◆ **Document passage**:
Q Okay, and no temperature extremes or respiratory irritants, anything that's over — A Well, I'm not sure what the definition of extreme is, but most Maine weather, except for when it's colder than — Q All right. A — bejesus I think it's probably all right.

Record at 112. She contends that, although Dr. Webber did not complete his answer, he appeared to agree with the administrative law judge that she should not be exposed to respiratory irritants. See Statement of Errors at 6. She reasons that it was reversible error to fail to include that limitation in the hypothetical questions that the administrative law judge posed to the vocational expert, given Social Security Ruling 85-15's observation that most job environments are not "entirely free of irritants, pollutants, and other potentially damaging conditions." Id. (quoting SSR 85-15, reprinted in West's Social Security Reporting Service Rulings 1983-1991, at 352).

◆ **Task objective**: Quote the passage of the disability appeal excerpt that opens with the words containing "Q Okay, and" and closes with "probably all right.".

[Items stored from a collection]
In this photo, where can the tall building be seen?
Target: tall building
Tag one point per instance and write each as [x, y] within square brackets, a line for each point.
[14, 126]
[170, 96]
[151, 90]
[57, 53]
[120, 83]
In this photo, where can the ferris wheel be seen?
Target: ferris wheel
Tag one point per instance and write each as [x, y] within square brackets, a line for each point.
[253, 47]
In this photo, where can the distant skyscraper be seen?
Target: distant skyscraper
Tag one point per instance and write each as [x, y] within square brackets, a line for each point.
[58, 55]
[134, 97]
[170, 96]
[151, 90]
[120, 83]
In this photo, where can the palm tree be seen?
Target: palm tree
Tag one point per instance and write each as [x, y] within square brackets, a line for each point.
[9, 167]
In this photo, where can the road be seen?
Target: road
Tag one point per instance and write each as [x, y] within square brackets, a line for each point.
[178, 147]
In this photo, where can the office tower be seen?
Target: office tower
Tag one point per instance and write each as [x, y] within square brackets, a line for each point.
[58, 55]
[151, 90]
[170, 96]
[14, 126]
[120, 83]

◆ **Problem solution**:
Q Okay, and no temperature extremes or respiratory irritants, anything that's over — A Well, I'm not sure what the definition of extreme is, but most Maine weather, except for when it's colder than — Q All right. A — bejesus I think it's probably all right.